WORK REQUIRED: Retype the lines below exactly, but only those from the line that has "Indicate a point on each instance of the water surface, one" through the line that has "x=362, y=284". Omit every picture.

──────── TASK INPUT ────────

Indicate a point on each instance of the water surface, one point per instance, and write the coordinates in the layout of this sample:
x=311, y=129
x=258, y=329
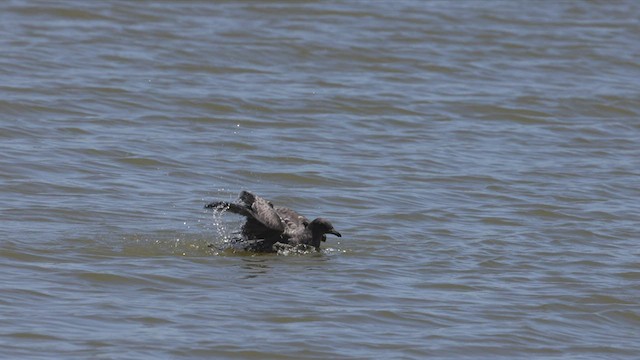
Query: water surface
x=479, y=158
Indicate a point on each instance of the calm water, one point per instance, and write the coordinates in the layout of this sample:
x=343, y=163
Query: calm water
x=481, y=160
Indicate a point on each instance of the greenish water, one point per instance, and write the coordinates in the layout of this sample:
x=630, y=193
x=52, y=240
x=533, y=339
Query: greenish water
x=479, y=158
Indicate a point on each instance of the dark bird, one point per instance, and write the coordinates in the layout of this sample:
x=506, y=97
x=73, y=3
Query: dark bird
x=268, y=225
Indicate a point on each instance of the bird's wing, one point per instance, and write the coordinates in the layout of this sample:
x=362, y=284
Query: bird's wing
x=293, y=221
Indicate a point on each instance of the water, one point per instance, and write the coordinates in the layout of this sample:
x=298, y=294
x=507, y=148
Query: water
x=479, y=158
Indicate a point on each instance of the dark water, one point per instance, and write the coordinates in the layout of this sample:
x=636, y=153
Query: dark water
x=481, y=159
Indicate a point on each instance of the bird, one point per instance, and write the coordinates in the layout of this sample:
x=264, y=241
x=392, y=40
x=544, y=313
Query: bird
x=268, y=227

────────
──────── TASK INPUT ────────

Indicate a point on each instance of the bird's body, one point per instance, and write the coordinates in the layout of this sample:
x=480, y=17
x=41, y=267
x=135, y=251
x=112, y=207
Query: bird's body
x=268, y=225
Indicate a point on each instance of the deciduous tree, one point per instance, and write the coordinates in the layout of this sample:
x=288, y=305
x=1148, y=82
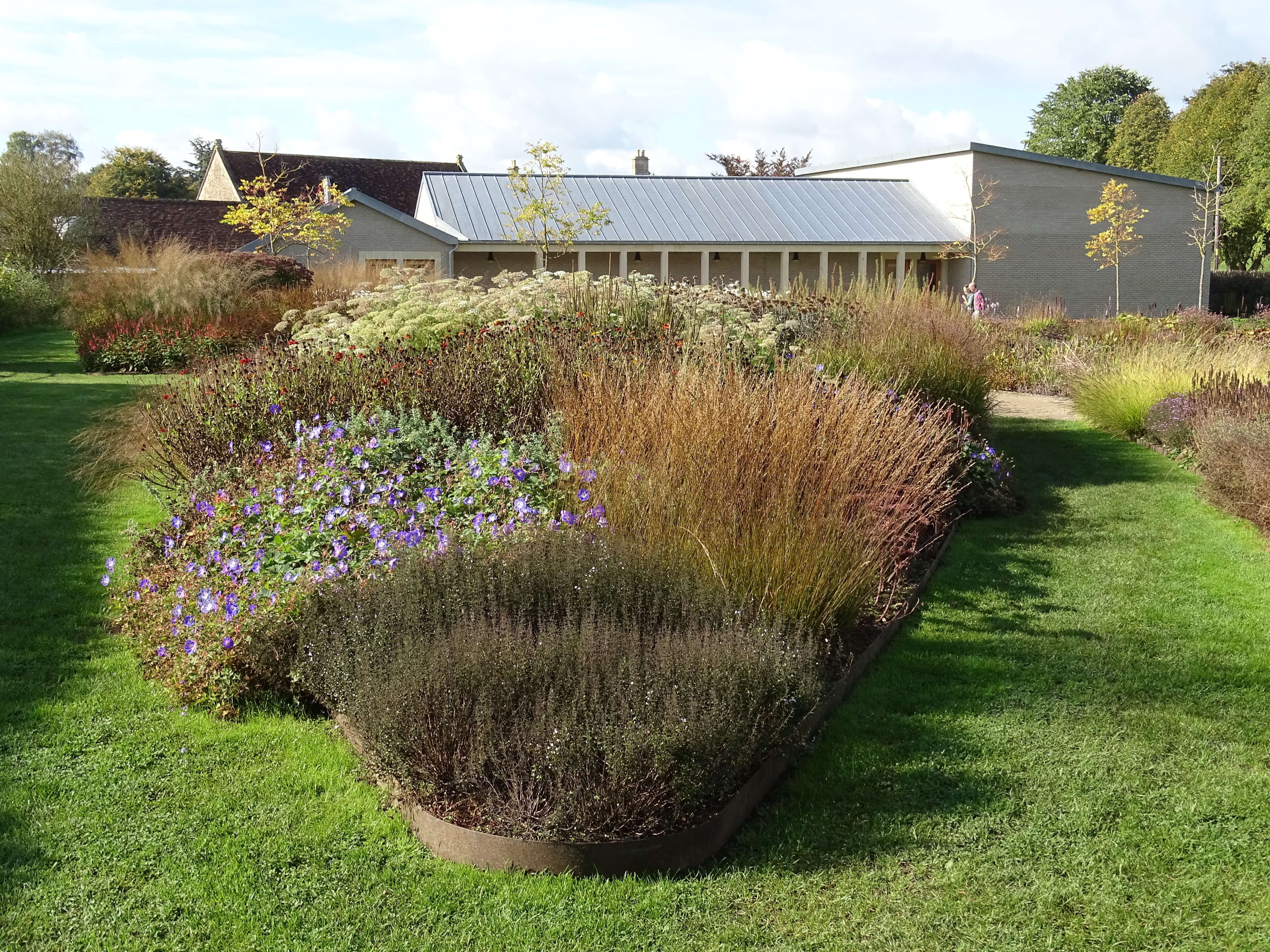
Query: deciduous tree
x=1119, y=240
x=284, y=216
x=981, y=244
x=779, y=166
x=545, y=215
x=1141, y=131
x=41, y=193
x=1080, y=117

────────
──────── TASK INPUT ────────

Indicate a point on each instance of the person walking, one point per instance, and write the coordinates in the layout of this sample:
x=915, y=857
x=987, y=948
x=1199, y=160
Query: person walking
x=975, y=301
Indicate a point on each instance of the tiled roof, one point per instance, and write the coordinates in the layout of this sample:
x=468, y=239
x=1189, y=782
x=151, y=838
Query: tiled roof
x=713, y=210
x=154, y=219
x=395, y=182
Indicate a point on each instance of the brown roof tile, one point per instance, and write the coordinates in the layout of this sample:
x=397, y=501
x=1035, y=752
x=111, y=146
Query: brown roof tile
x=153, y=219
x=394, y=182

────────

WRITTEN SOLUTION:
Indicate a point on each instance of the water surface, one point per instance, and write the coordinates in the layout of this sample:
x=311, y=129
x=258, y=329
Query: water surface
x=479, y=158
Indicate a point on each instance of the calm water, one point per instance, and write the coordinates in the layout of this sample:
x=343, y=163
Query: calm water
x=481, y=160
Indicate a point on each instance of the greenish water, one point per instance, and write the coordinates in the layout of this sample:
x=630, y=193
x=52, y=240
x=533, y=339
Query: greenish water
x=479, y=158
Indicate a point on each instance of the dark bird, one point per instance, and write the coordinates in the layout of this sample:
x=506, y=97
x=73, y=3
Query: dark bird
x=268, y=225
Indicate a point on each instance of the bird's wing, one point per instance, and write the coordinates in the layout of this sample:
x=362, y=284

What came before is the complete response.